▶ [TASK BRIEF]:
Report each line of the records that contains the string "positive". Matching is case-sensitive.

[Collected data]
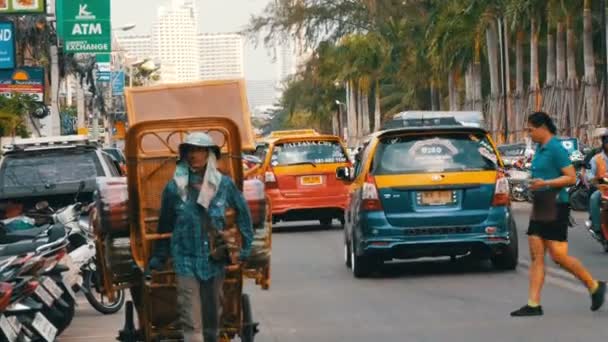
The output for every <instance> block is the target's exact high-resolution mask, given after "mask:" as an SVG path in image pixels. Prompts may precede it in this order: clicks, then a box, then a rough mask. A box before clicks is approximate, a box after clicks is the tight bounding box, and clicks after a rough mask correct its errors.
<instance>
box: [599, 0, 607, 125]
mask: <svg viewBox="0 0 608 342" xmlns="http://www.w3.org/2000/svg"><path fill="white" fill-rule="evenodd" d="M600 6H601V8H600V16H601V20H602V30H601V32H602V53H603V54H604V62H605V63H606V64H604V67H603V68H602V74H603V75H604V92H603V93H604V106H603V107H602V110H603V113H602V119H603V120H602V121H603V125H602V126H604V127H606V126H608V51H607V50H606V47H607V46H608V33H607V31H608V26H607V23H606V0H601V4H600Z"/></svg>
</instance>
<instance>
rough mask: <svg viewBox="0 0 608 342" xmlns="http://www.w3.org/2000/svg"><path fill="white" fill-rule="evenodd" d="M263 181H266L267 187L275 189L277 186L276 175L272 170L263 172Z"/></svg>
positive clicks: (276, 187) (267, 187) (264, 182)
mask: <svg viewBox="0 0 608 342" xmlns="http://www.w3.org/2000/svg"><path fill="white" fill-rule="evenodd" d="M264 183H266V188H267V189H276V188H277V187H278V184H277V177H276V176H275V175H274V172H272V171H266V172H265V173H264Z"/></svg>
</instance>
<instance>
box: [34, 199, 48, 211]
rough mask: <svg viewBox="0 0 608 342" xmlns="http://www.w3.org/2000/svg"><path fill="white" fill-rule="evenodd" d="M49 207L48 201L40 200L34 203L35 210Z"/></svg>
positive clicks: (42, 210)
mask: <svg viewBox="0 0 608 342" xmlns="http://www.w3.org/2000/svg"><path fill="white" fill-rule="evenodd" d="M48 208H49V202H47V201H40V202H38V203H36V210H38V211H43V210H46V209H48Z"/></svg>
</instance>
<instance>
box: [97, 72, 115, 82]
mask: <svg viewBox="0 0 608 342" xmlns="http://www.w3.org/2000/svg"><path fill="white" fill-rule="evenodd" d="M96 78H97V82H104V83H110V78H112V73H111V72H109V71H98V72H97V75H96Z"/></svg>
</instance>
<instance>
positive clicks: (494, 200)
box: [492, 173, 510, 207]
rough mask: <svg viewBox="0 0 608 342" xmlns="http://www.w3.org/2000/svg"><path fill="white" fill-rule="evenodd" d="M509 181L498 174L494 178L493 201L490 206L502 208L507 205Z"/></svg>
mask: <svg viewBox="0 0 608 342" xmlns="http://www.w3.org/2000/svg"><path fill="white" fill-rule="evenodd" d="M509 203H510V199H509V180H508V179H507V177H505V175H504V174H502V173H499V174H498V177H497V178H496V189H495V190H494V199H493V200H492V206H494V207H502V206H506V205H509Z"/></svg>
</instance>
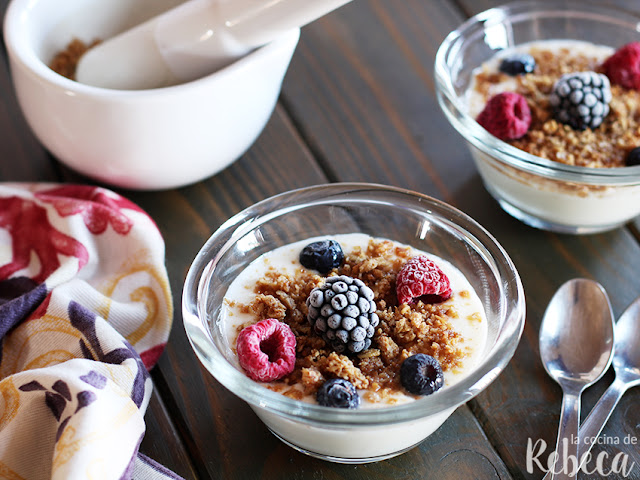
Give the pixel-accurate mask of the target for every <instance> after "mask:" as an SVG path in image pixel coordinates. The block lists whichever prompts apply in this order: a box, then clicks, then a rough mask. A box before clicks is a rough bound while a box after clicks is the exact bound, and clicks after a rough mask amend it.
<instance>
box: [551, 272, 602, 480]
mask: <svg viewBox="0 0 640 480" xmlns="http://www.w3.org/2000/svg"><path fill="white" fill-rule="evenodd" d="M613 345H614V333H613V312H612V309H611V303H610V302H609V297H608V296H607V293H606V292H605V290H604V288H602V286H601V285H600V284H599V283H597V282H594V281H592V280H587V279H573V280H570V281H568V282H566V283H565V284H563V285H562V286H561V287H560V288H559V289H558V291H557V292H556V293H555V294H554V296H553V298H552V299H551V302H550V303H549V306H548V307H547V310H546V311H545V314H544V318H543V320H542V325H541V327H540V357H541V358H542V363H543V365H544V368H545V370H546V371H547V373H548V374H549V376H550V377H551V378H553V379H554V380H555V381H556V382H558V384H559V385H560V386H561V387H562V390H563V398H562V410H561V414H560V427H559V431H558V442H557V446H556V465H570V464H571V463H570V462H568V461H567V459H569V458H573V459H575V463H573V465H574V466H575V468H574V469H573V470H572V471H564V470H563V469H561V470H560V471H556V469H555V468H554V469H553V470H552V472H551V473H552V474H551V478H562V479H569V478H576V475H577V470H578V460H577V459H578V444H577V442H575V441H574V439H576V438H578V424H579V421H580V396H581V394H582V391H583V390H584V389H585V388H586V387H588V386H589V385H592V384H593V383H595V382H596V381H597V380H598V379H599V378H600V377H601V376H602V375H603V374H604V372H605V371H606V370H607V368H609V365H610V364H611V359H612V355H613Z"/></svg>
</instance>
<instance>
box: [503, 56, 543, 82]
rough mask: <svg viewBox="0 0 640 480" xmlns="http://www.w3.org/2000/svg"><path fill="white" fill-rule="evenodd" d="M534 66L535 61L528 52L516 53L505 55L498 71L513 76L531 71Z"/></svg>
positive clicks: (521, 74) (520, 74)
mask: <svg viewBox="0 0 640 480" xmlns="http://www.w3.org/2000/svg"><path fill="white" fill-rule="evenodd" d="M535 68H536V61H535V60H534V58H533V57H532V56H531V55H529V54H528V53H518V54H515V55H512V56H510V57H507V58H505V59H503V60H502V62H501V63H500V71H501V72H504V73H506V74H507V75H511V76H513V77H515V76H516V75H522V74H524V73H531V72H533V70H534V69H535Z"/></svg>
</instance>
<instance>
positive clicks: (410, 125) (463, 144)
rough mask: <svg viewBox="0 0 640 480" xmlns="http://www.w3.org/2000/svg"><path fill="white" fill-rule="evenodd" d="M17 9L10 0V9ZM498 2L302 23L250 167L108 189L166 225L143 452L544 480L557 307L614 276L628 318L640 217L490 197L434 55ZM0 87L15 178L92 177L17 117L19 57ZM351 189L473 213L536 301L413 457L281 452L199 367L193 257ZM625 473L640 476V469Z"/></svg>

▶ [OUTPUT FOR THIS EXERCISE]:
positive clicks: (276, 187) (267, 187) (264, 182)
positive clicks: (42, 210)
positive clicks: (494, 200)
positive clicks: (521, 74) (520, 74)
positive clicks: (410, 125) (463, 144)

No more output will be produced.